Entries shown:
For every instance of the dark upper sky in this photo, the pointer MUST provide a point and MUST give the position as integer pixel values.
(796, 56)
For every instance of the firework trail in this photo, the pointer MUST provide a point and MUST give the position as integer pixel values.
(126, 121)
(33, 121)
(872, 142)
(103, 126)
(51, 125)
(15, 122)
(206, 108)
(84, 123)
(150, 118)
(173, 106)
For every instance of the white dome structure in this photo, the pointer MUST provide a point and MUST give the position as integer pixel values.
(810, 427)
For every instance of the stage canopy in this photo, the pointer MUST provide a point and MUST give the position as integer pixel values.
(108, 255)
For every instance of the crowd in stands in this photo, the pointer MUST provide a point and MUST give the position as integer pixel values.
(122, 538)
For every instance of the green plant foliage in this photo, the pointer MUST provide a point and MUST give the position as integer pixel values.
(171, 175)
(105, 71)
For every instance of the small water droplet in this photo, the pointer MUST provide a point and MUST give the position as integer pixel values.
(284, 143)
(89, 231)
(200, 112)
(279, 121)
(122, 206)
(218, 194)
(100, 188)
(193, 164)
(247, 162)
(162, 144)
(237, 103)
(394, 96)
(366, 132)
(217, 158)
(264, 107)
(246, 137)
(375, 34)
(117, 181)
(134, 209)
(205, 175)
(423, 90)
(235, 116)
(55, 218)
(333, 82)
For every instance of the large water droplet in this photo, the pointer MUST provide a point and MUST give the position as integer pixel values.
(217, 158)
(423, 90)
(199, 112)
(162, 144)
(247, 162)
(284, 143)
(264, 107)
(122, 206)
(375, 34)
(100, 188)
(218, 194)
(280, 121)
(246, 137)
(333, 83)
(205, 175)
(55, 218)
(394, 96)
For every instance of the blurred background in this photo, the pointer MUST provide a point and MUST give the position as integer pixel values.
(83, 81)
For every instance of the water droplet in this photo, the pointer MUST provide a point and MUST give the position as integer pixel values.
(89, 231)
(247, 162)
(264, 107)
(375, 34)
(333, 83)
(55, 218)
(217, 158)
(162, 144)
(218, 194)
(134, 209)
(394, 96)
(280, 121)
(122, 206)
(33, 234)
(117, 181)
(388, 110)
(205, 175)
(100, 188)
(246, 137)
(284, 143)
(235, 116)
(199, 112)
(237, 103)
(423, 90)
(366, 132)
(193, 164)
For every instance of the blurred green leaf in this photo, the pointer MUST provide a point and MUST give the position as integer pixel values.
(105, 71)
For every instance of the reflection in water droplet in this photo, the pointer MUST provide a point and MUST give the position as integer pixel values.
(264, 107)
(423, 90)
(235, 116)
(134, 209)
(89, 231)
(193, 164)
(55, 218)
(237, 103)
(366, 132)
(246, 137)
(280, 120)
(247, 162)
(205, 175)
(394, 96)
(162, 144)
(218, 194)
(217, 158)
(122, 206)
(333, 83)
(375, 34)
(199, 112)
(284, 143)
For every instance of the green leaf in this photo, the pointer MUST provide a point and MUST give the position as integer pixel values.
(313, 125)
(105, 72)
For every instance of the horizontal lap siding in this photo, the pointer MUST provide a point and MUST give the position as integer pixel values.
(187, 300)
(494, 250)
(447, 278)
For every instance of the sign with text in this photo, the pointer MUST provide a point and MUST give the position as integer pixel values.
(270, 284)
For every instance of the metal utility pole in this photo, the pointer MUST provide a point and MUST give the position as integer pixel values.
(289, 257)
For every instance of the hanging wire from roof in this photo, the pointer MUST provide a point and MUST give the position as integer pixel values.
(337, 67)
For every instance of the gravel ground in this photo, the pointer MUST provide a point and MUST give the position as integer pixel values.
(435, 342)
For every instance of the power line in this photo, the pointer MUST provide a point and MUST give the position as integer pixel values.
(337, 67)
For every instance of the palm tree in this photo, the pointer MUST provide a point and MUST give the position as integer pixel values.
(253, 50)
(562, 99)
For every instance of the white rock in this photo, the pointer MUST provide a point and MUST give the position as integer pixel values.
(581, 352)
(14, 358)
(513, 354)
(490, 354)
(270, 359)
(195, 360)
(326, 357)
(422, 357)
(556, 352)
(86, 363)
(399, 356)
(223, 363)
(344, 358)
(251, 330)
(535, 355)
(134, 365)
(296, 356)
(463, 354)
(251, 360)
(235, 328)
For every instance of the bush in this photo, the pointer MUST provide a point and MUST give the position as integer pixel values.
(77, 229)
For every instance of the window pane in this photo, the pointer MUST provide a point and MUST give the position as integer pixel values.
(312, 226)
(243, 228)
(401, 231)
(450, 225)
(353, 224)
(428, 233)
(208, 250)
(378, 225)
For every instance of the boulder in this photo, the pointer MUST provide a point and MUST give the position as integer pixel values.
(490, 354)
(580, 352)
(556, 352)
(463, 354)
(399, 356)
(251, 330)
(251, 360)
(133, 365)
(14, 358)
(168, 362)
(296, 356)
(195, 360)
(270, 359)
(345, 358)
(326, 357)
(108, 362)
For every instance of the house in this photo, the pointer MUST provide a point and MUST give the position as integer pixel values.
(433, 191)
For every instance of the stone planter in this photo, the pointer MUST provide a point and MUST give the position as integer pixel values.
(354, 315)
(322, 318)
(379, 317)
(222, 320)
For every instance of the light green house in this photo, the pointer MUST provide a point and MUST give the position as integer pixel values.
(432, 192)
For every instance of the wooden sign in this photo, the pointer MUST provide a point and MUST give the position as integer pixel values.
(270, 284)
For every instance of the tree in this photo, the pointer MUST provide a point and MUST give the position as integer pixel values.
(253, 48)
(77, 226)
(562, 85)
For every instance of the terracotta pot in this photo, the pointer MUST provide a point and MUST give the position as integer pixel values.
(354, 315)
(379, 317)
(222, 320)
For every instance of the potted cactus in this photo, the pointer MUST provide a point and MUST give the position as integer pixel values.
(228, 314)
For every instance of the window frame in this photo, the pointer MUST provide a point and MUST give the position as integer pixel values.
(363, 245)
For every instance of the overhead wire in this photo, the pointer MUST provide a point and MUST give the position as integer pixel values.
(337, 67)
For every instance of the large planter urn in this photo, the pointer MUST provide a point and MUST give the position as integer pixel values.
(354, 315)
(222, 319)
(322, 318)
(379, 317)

Your task: Repeat all the entries word for word.

Task result:
For every instance of the dark upper sky in this photo, the pointer MUST provide a point and MUST give the position as integer pixel values.
(796, 56)
For every instance of the firework trail in this photo, the pointer MUST provide a point and MUST give the position as integer pixel values.
(126, 121)
(33, 121)
(872, 142)
(103, 126)
(51, 125)
(15, 122)
(206, 108)
(84, 123)
(150, 118)
(173, 106)
For every instance of the white dome structure in this photo, the pointer MUST provide a point and MUST give the position as integer pixel values.
(810, 427)
For every instance of the stage canopy in this photo, the pointer MUST provide a point and MUST give the position as integer pixel values.
(108, 255)
For every instance of the crowd in stands in this photo, the pointer MUST provide a point and MUST give the position as integer pixel values.
(122, 538)
For every instance of the green plant foliage in this photo, the pointer MUST provide a point and MUST give the position as integer pixel values.
(171, 175)
(105, 71)
For every instance of the small water droplet in this photo, the pointer MUST provide a point and MUST give the position as integer pixel values.
(284, 143)
(89, 231)
(200, 112)
(279, 121)
(122, 206)
(218, 194)
(100, 188)
(193, 164)
(247, 162)
(162, 144)
(237, 103)
(394, 96)
(366, 132)
(217, 158)
(264, 107)
(246, 137)
(375, 34)
(117, 181)
(134, 209)
(205, 175)
(423, 90)
(235, 116)
(55, 218)
(333, 82)
For every instance of the large water droplet in this photo, the pointer MUST provide a point and MUST give the position as integer pixel values.
(217, 158)
(423, 90)
(199, 112)
(162, 144)
(247, 162)
(284, 143)
(264, 107)
(122, 206)
(375, 34)
(100, 188)
(218, 194)
(280, 121)
(246, 137)
(333, 83)
(205, 175)
(55, 218)
(394, 96)
For every instance of the blurred background in this photo, the pointer MUST provide a point and MUST give the position as integer pixel values.
(83, 81)
For every instance of the water droplet in this photo, the pointer MUST provide a point and MUST give the position as integer pixel values.
(89, 231)
(247, 162)
(264, 107)
(375, 34)
(333, 83)
(55, 218)
(217, 158)
(162, 144)
(218, 194)
(134, 209)
(394, 96)
(280, 121)
(122, 206)
(33, 234)
(117, 181)
(388, 110)
(205, 175)
(100, 188)
(246, 137)
(284, 143)
(235, 116)
(199, 112)
(237, 103)
(423, 90)
(366, 132)
(193, 164)
For every instance of the blurred green leaf in this photo, the pointer MUST provide a point and MUST give the position as integer pixel values.
(105, 71)
For every instance of the reflection in water droplet in this photo, the pointer MUST provide a point and MUST give the position as integer pixel values.
(264, 107)
(423, 90)
(235, 116)
(134, 209)
(89, 231)
(193, 164)
(55, 218)
(237, 103)
(366, 132)
(246, 137)
(280, 120)
(247, 162)
(205, 175)
(394, 96)
(162, 144)
(218, 194)
(217, 158)
(122, 206)
(333, 83)
(375, 34)
(199, 112)
(284, 143)
For every instance of the green leaf in this photo, the pointer MUST provide a point and MUST give the position as integer pixel values.
(313, 125)
(105, 72)
For every instance of the horizontal lap siding in this photo, the pointer MUST provide a point and MUST give the position as integer pixel values.
(187, 300)
(494, 250)
(447, 278)
For every instance of the sign with text in this photo, the pointer MUST provide a point and MUST give the position as integer pixel values.
(270, 284)
For every instance of the metal utility pole in this photo, the pointer MUST provide a point and MUST give the position as integer pixel values.
(289, 257)
For every instance of the hanging wire from roof in this photo, the pointer MUST provide a point and MUST give the position as integer pixel values.
(337, 67)
For every instance of the gravel ground in this photo, the pointer MUST provide a point and MUST give the position as integer pixel values.
(435, 342)
For every instance of the power line in this photo, the pointer MUST provide a point and MUST give the position as integer pixel values.
(337, 67)
For every instance of the palm tree in this photo, the pointer MUST provide a point and MUST give the position as integer pixel values.
(253, 50)
(562, 99)
For every instance of the white rock in this photo, the pointer MUST provide a point and MUST give the position as integer pixel values.
(581, 352)
(14, 358)
(513, 354)
(490, 354)
(270, 359)
(195, 360)
(326, 357)
(422, 357)
(556, 352)
(86, 363)
(399, 356)
(223, 363)
(344, 358)
(251, 330)
(535, 355)
(134, 365)
(296, 356)
(463, 354)
(251, 360)
(235, 328)
For every instance of the bush in this photo, the pointer MUST provide a point and MUST give the position as integer pixel values.
(77, 229)
For every instance of the window pane in this photo, the pointer MUST provide a point and MUST give the position as integer pixel values.
(312, 226)
(243, 228)
(401, 231)
(450, 225)
(353, 224)
(428, 233)
(208, 250)
(378, 225)
For every instance of the boulder in this photo, the pointer MUST provide a point and MUST give the position as integer pixel values.
(490, 354)
(580, 352)
(556, 352)
(463, 354)
(399, 356)
(251, 330)
(251, 360)
(133, 365)
(14, 358)
(168, 362)
(296, 356)
(195, 360)
(270, 359)
(345, 358)
(326, 357)
(108, 362)
For every instance of the house in this photo, the pointer MUST provide a point and MUST give the position as integer pixel values.
(433, 191)
For every instance of the stone planter in this photo, the pointer MUST provide a point and MUST give the position as integer pixel values.
(354, 315)
(322, 318)
(379, 317)
(222, 320)
For every instance of the light green house in this photo, the pointer MUST provide a point and MUST give the position as integer pixel values.
(432, 192)
For every instance of the wooden sign in this photo, the pointer MUST provide a point and MUST give the position as integer pixel values.
(270, 284)
For every instance of the tree in this photo, the pointer MUST provide a point and MUST give the position as integer pixel values.
(253, 48)
(77, 226)
(562, 85)
For every instance of the terracotta pot in this photo, the pointer MUST provide a point and MUST give the position as integer pixel values.
(354, 315)
(379, 317)
(222, 320)
For every instance of the potted cactus in this photo, the pointer MUST provide a point and MUST give the position as integer pixel values.
(228, 314)
For every instance of the window frame in this photo, the pointer MUST provide a point and MUST give the position as integer pixel values.
(363, 245)
For every instance of the overhead wire in this photo, the pointer MUST provide a point and MUST give the position as integer pixel values.
(337, 67)
For every instance of the large planter urn in this photo, the pointer MUST provide a point and MUST give the position as integer pixel values.
(354, 315)
(222, 319)
(322, 318)
(379, 317)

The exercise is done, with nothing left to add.